THE PROBLEM: With the pictures removed, retype the lines from the one holding "Class: white toilet" through the end of the records, exactly as written.

** GIVEN DATA follows **

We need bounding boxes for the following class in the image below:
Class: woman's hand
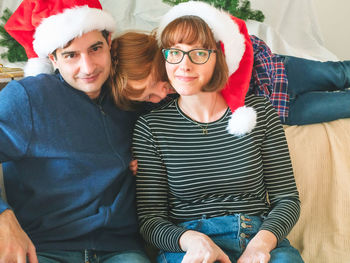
[237,230,277,263]
[180,230,231,263]
[237,244,270,263]
[129,159,138,175]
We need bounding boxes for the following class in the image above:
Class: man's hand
[180,230,231,263]
[129,159,138,176]
[0,209,38,263]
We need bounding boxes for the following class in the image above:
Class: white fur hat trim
[33,5,116,57]
[24,57,54,77]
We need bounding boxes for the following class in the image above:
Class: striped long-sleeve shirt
[133,95,300,252]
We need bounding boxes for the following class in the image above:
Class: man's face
[49,30,111,99]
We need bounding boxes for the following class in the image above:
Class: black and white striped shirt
[133,95,300,252]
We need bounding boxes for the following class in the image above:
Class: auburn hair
[109,31,160,110]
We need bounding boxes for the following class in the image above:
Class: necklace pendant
[202,128,208,135]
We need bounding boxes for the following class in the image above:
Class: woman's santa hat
[5,0,116,77]
[157,1,256,136]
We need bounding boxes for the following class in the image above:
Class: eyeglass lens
[163,49,212,64]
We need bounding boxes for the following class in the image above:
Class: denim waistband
[178,214,263,239]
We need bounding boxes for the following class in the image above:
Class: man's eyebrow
[60,41,105,56]
[89,41,104,49]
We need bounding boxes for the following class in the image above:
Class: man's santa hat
[157,1,256,136]
[5,0,116,77]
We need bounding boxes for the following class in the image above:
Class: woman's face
[165,43,216,97]
[127,73,175,103]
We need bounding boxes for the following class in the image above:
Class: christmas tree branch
[0,8,27,63]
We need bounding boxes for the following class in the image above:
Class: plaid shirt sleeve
[249,35,289,122]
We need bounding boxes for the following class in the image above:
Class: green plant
[162,0,265,22]
[0,8,28,62]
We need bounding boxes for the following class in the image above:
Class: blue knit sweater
[0,73,143,251]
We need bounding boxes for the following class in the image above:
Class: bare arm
[0,209,38,263]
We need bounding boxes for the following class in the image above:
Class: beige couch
[1,119,349,262]
[285,118,350,263]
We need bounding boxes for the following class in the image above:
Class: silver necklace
[179,94,217,135]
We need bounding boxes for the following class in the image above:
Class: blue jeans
[282,56,350,125]
[37,249,151,263]
[157,214,303,263]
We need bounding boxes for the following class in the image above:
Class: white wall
[1,0,349,60]
[312,0,350,60]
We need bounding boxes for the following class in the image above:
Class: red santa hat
[157,1,256,136]
[5,0,116,77]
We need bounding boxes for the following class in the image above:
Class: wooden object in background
[0,64,24,90]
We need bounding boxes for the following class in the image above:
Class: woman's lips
[175,75,197,82]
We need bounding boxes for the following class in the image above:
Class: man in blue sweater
[0,0,150,262]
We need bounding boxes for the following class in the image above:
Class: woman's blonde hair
[158,15,229,92]
[109,32,160,110]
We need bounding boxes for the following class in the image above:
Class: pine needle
[0,8,28,63]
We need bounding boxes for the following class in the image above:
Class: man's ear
[48,53,57,68]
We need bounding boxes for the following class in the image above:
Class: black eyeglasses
[162,48,217,64]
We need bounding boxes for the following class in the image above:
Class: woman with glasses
[132,2,304,263]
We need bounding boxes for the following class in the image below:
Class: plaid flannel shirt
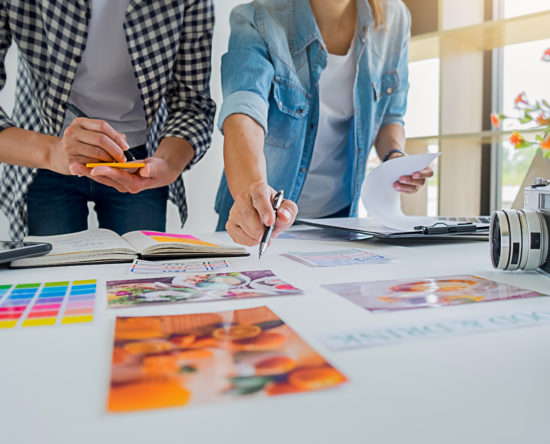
[0,0,216,240]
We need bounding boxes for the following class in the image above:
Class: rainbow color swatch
[0,280,96,329]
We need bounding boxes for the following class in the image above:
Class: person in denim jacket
[215,0,433,246]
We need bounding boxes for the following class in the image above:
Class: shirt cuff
[381,116,405,128]
[218,90,269,134]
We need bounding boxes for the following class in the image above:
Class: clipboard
[297,217,489,240]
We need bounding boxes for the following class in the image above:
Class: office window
[401,0,550,217]
[499,38,549,208]
[503,0,549,18]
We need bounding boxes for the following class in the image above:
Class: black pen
[258,190,284,259]
[65,103,136,161]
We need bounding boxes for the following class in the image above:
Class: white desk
[1,229,549,444]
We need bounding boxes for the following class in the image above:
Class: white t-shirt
[62,0,147,147]
[297,38,357,218]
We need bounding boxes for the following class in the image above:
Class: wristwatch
[382,149,406,162]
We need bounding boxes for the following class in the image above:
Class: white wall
[0,0,244,239]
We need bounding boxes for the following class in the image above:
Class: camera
[490,178,549,276]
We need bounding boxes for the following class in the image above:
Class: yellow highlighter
[86,162,146,168]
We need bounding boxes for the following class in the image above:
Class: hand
[225,181,298,246]
[49,118,128,175]
[70,156,179,194]
[386,151,434,194]
[393,166,434,193]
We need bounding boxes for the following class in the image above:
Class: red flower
[541,136,550,150]
[536,114,550,126]
[490,113,501,128]
[509,131,524,147]
[514,92,528,106]
[542,48,550,62]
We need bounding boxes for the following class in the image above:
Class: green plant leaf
[520,115,533,124]
[515,141,535,149]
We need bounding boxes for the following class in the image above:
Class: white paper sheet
[361,153,440,231]
[319,308,550,350]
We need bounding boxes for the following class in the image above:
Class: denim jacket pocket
[265,76,309,149]
[372,70,399,102]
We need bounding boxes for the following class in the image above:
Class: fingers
[225,220,260,247]
[226,182,284,246]
[89,166,144,194]
[273,199,298,236]
[232,192,265,242]
[79,118,129,152]
[64,118,127,163]
[250,183,277,226]
[394,166,434,193]
[394,175,424,193]
[69,163,91,177]
[138,163,152,177]
[412,167,434,180]
[393,181,418,193]
[75,129,126,162]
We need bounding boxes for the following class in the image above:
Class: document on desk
[278,227,372,242]
[297,153,485,238]
[285,248,391,267]
[323,275,544,313]
[319,307,550,351]
[129,258,230,274]
[361,152,440,231]
[107,270,303,307]
[107,306,347,412]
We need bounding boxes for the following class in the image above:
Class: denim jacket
[215,0,410,230]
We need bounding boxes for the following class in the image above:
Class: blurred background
[0,0,549,238]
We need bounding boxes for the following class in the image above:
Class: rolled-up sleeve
[160,0,217,169]
[380,5,410,129]
[218,5,275,134]
[0,2,15,131]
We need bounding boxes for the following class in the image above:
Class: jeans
[26,147,168,236]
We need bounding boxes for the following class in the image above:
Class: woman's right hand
[49,118,128,175]
[225,181,298,246]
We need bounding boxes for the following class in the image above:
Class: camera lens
[490,215,501,267]
[490,209,548,271]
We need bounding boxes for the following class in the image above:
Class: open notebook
[10,229,248,268]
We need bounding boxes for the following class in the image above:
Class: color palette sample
[0,279,96,329]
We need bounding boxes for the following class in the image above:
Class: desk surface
[1,229,549,444]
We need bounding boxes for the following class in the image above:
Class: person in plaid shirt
[0,1,216,240]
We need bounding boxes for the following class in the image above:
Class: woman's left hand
[393,166,434,193]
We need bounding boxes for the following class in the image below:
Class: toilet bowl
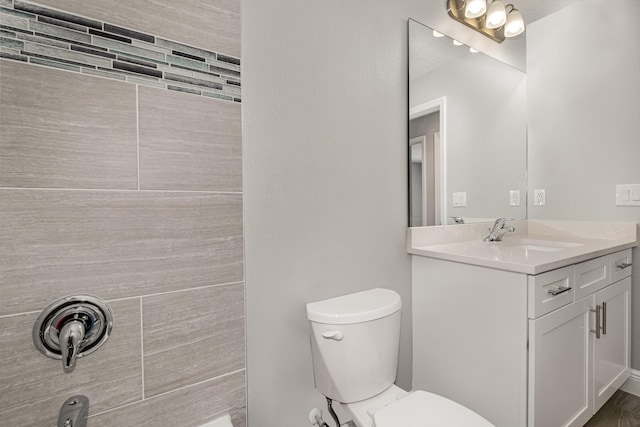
[198,414,233,427]
[306,288,493,427]
[344,385,493,427]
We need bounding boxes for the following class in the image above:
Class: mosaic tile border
[0,0,241,102]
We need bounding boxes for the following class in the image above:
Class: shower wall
[0,1,244,426]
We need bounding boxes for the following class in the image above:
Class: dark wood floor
[584,389,640,427]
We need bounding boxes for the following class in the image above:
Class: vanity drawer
[574,254,610,300]
[528,265,575,319]
[610,249,632,283]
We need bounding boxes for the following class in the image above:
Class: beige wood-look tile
[0,60,138,190]
[31,0,241,58]
[142,283,245,397]
[0,190,243,316]
[138,86,242,192]
[0,299,142,427]
[89,370,246,427]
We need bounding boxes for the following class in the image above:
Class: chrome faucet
[58,395,89,427]
[33,295,114,372]
[483,218,515,242]
[60,320,86,370]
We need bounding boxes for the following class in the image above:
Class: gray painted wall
[242,0,525,425]
[527,0,640,369]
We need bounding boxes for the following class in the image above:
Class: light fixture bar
[446,0,506,43]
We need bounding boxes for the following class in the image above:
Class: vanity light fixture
[446,0,525,43]
[464,0,487,18]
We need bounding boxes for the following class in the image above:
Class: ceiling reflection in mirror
[409,18,527,227]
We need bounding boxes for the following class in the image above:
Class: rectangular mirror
[409,18,527,227]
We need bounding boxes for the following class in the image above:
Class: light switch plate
[453,192,467,207]
[616,184,640,206]
[534,189,546,206]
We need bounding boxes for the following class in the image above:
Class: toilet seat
[373,390,494,427]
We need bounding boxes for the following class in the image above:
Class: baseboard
[621,368,640,397]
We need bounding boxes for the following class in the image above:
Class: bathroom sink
[508,244,566,252]
[501,239,584,252]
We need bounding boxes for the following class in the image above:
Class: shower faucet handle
[60,320,86,370]
[33,295,114,372]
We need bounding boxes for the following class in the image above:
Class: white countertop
[408,220,638,275]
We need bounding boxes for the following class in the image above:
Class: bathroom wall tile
[0,190,243,316]
[21,40,111,67]
[1,3,240,100]
[138,86,242,191]
[31,0,241,58]
[14,0,102,29]
[27,20,92,44]
[89,370,246,427]
[143,283,245,397]
[0,299,142,427]
[0,60,138,189]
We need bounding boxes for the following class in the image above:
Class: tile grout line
[140,297,145,400]
[136,84,140,191]
[88,368,246,419]
[107,281,246,302]
[0,187,242,194]
[0,282,245,319]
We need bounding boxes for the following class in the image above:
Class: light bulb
[504,8,525,37]
[485,0,506,29]
[453,39,464,46]
[464,0,487,18]
[432,30,445,38]
[469,47,479,53]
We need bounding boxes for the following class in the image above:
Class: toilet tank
[306,288,402,403]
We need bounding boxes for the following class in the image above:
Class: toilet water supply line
[309,397,341,427]
[313,414,330,427]
[326,397,341,427]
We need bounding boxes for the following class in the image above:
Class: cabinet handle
[601,302,607,335]
[616,262,632,270]
[590,305,601,339]
[547,286,571,296]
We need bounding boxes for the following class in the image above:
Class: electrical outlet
[534,189,546,206]
[509,190,521,207]
[453,192,467,207]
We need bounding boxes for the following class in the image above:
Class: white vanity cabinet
[412,249,632,427]
[528,266,631,427]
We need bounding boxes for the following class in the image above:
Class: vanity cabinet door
[528,297,593,427]
[593,277,631,412]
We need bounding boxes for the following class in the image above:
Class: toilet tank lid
[306,288,401,325]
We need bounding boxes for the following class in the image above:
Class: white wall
[527,0,640,369]
[242,0,524,425]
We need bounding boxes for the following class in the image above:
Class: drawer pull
[616,262,632,270]
[547,286,572,296]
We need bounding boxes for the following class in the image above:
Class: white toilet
[306,288,494,427]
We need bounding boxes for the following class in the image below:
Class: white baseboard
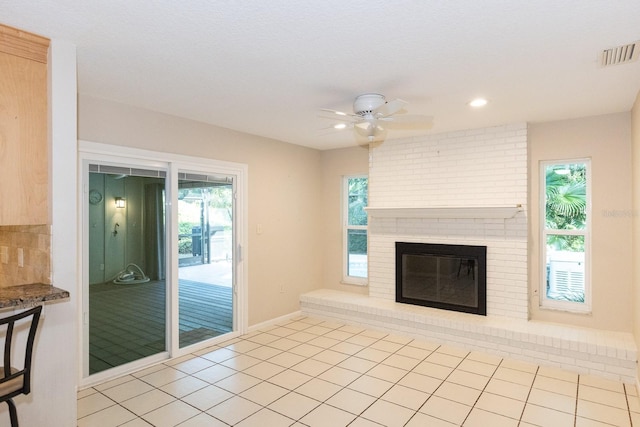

** End of GIVEN DATA **

RESPONSE FOR THIS EXERCISE:
Class: white toilet
[306,288,494,427]
We need bounding boxes for the following class in the image below:
Class: white baseboard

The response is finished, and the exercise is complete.